• [The input]
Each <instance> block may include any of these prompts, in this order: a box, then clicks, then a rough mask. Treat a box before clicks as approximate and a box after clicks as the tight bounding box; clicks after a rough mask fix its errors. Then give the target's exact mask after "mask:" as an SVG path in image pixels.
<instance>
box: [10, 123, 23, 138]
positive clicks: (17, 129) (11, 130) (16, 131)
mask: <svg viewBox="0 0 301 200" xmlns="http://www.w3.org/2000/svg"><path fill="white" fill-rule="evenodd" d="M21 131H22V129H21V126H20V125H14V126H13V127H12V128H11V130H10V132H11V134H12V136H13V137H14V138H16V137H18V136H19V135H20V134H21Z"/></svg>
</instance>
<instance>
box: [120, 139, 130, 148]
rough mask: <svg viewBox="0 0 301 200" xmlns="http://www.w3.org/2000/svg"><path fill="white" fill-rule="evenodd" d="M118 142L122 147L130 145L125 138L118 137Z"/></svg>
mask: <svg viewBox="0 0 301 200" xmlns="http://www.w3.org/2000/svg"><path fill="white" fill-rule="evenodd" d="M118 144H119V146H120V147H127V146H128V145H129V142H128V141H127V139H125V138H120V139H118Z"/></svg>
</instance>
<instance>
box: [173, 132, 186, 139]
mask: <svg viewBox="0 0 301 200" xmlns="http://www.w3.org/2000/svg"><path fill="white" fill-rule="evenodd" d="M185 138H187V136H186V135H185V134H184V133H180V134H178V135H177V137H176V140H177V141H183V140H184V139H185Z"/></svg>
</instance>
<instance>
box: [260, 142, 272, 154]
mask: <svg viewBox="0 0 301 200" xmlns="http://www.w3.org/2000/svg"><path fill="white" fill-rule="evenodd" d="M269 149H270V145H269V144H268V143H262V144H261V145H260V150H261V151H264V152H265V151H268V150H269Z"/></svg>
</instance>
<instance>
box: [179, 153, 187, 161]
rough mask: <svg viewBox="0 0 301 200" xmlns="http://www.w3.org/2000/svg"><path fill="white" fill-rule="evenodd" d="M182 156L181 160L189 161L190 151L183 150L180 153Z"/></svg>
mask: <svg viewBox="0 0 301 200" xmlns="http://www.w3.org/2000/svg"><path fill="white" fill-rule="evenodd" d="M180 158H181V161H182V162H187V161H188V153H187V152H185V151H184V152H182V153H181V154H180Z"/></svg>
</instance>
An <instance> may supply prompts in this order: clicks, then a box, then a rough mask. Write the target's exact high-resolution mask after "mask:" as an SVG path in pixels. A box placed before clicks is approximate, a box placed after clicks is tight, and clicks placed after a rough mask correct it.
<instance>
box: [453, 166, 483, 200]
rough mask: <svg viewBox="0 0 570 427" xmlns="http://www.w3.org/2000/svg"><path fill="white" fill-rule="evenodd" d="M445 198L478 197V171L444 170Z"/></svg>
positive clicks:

• [Task brief] Pick out each line of the records above that contains the string "pixels" and copy those lines.

• [Answer area]
Each <instance> block may include any of these prompts, in this order: a box, then clicks, then a rough mask. Treat a box before clicks as approximate and a box after clicks as the tight bounding box; clicks after a rough mask fix its errors. Then give the target's exact mask after "mask:" as an SVG path in image pixels.
An <instance> may supply prompts in this order: clicks, then a box, then a rough mask. Write the target's exact high-resolution mask after "mask:" as an SVG path in pixels. A box placed before clicks is approximate, a box placed after clicks is tight, and clicks placed after a rough mask correct it.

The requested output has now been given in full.